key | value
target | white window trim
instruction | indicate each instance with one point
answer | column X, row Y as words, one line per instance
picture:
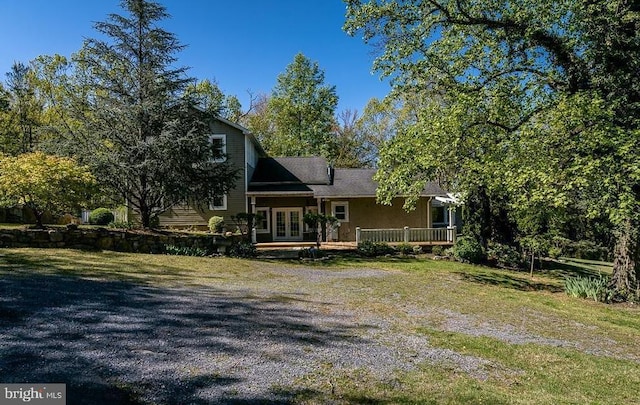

Exercise prompt
What you return should be the full listing, unchanged, minus the pictures.

Answer section
key | value
target | white window trim
instruction | indicate each instance with one point
answer | column X, row Y as words, one line per instance
picture:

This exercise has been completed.